#### [Stated task]
Reproduce the listing below word for word, omitting the pictures.

#### [Information provided]
• • • • • • •
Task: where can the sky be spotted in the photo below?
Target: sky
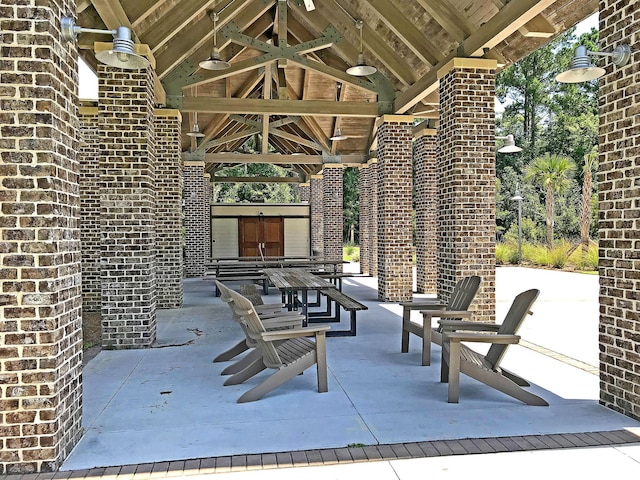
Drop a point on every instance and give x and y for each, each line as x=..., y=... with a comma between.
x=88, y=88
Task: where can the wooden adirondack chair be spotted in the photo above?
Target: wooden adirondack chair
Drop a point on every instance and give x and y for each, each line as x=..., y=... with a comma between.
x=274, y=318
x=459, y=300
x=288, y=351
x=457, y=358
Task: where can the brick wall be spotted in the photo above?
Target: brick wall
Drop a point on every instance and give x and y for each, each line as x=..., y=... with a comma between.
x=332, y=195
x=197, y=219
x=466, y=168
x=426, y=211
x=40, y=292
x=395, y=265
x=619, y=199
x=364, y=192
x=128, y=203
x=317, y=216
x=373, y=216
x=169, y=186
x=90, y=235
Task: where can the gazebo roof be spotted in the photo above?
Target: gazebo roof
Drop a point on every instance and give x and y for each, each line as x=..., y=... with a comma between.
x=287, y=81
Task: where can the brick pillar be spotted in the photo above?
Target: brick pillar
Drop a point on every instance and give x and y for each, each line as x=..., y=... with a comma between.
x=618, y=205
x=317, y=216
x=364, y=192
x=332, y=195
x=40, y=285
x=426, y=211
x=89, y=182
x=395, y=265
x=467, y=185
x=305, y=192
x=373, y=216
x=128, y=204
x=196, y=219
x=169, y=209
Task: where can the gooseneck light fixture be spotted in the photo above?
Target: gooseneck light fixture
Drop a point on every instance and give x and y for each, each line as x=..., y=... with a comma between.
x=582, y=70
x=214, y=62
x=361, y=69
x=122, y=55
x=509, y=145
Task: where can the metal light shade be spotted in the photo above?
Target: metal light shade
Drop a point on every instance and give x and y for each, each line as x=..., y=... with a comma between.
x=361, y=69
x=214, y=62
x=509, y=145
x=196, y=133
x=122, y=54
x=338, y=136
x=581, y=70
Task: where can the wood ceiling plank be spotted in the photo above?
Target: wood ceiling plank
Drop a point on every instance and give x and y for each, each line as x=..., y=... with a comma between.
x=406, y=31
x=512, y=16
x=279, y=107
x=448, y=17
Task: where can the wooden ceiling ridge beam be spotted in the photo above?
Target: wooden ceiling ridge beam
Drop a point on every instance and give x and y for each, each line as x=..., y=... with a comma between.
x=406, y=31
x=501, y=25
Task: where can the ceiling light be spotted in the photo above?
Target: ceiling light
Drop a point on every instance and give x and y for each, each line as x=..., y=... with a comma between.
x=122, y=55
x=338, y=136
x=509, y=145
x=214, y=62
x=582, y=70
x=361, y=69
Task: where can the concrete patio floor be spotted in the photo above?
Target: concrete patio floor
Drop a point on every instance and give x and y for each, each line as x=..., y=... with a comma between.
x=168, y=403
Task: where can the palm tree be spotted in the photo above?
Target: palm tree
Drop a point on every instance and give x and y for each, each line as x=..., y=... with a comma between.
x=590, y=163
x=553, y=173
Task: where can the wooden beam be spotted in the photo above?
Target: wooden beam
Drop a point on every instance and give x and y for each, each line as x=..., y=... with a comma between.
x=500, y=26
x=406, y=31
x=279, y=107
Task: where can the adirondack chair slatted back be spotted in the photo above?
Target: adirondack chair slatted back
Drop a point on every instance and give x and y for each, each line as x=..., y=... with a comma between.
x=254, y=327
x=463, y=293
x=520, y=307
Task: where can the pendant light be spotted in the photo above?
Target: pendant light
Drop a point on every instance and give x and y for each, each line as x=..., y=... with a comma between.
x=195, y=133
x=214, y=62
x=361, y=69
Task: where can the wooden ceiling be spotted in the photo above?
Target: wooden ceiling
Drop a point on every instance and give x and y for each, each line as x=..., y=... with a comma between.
• • • • • • •
#### [Written response]
Task: where can the sky be spotted in the photo below?
Target: sky
Drop a point on every instance and give x and y for each, each line as x=..., y=... with a comma between.
x=88, y=88
Task: where can the wooden adirondack chair be spotted in the photo above?
Target: wooden adirondack chair
Drop a point on every instance and give x and y for each, each line as x=..., y=... with a comma between.
x=274, y=318
x=459, y=300
x=288, y=351
x=457, y=358
Task: where can the brick wall be spotted in the photo above?
Target: brick wall
Drop a point on every instance and give x and y for each, each line as x=..., y=... with a comma between.
x=332, y=195
x=197, y=219
x=466, y=168
x=426, y=211
x=40, y=292
x=395, y=265
x=619, y=199
x=364, y=192
x=128, y=203
x=317, y=216
x=373, y=216
x=169, y=186
x=90, y=235
Task: where can the gazebo roof be spotted in the photo above?
Target: gazebo roof
Drop a point on every instance and give x and y for each, each line as x=..., y=... with a comma between.
x=287, y=81
Task: where can the brick pillar be spotted in the photo above?
Target: brick pillar
Drop a point on every instance and give x and y for each, each line as x=..., y=... with a comma between.
x=618, y=205
x=317, y=216
x=364, y=192
x=332, y=195
x=40, y=285
x=426, y=211
x=89, y=182
x=395, y=265
x=467, y=185
x=305, y=192
x=373, y=216
x=128, y=204
x=196, y=219
x=169, y=209
Task: where can the gooseneck light fixture be spotted in the photo above?
Target: gooseneck light fixture
Drop a point on every instance and give x and y for each, each line as x=..., y=... with a comma between.
x=582, y=70
x=214, y=62
x=361, y=69
x=122, y=55
x=509, y=145
Task: where can the metal light shade be spotted in the photo above?
Target: metal light shade
Drop a point on every instance and give x and y for each, each line as x=..., y=... with a comma between.
x=361, y=69
x=214, y=62
x=509, y=145
x=196, y=133
x=122, y=54
x=338, y=136
x=581, y=70
Task: where can the wood ceiling plank be spotted in the photo above?
Target: wood ceiling plank
Drop a point on every instance and give x and y for each, each line as x=..., y=... with a comma between.
x=406, y=31
x=512, y=16
x=279, y=107
x=448, y=17
Task: where can the wooden ceiling ridge beam be spotted in the photo above?
Target: wooden ceiling ridge beam
Drop a point on every instance and give x and y for each, each line as x=..., y=... with a comma between.
x=406, y=31
x=501, y=25
Task: where can the ceiling light be spotted in the photo above?
Target: ceiling light
Drop a point on every instance and give x and y for each, each line as x=..., y=... with a comma between.
x=122, y=55
x=338, y=136
x=509, y=145
x=214, y=62
x=582, y=70
x=361, y=69
Task: where can the concrete patio floor be spotted in the photo above?
Target: concrete patio floor
Drop a point on every instance and give x and y for each, each line as x=..., y=... with a comma between.
x=168, y=403
Task: where can the palm tree be spotted in the photo above?
Target: palm tree
Drop a point on every instance and give x and y for each, each line as x=..., y=... with a comma between.
x=590, y=163
x=553, y=173
Task: where can the wooden beam be spotted in the photo above?
Target: wooden beam
Drop a point on every instance and give x and y for each, each line as x=..., y=... with a comma between.
x=500, y=26
x=406, y=31
x=279, y=107
Task: where can the adirondack chair slatted back be spotted in the photo above?
Target: adirondack chair slatted back
Drop a point on every instance and give x and y for each, each line as x=..., y=... with a comma between.
x=254, y=327
x=463, y=293
x=520, y=307
Task: where can the pendant light be spotted in the photo above?
Target: pendant light
Drop a point on every instance and give x and y for each, each line as x=..., y=... with a comma between.
x=195, y=133
x=214, y=62
x=361, y=69
Task: where can the wooden ceiling be spotted in the photo above?
Target: wooden ceiling
Drop a point on every instance and give x and y for each, each line as x=..., y=... with a comma between.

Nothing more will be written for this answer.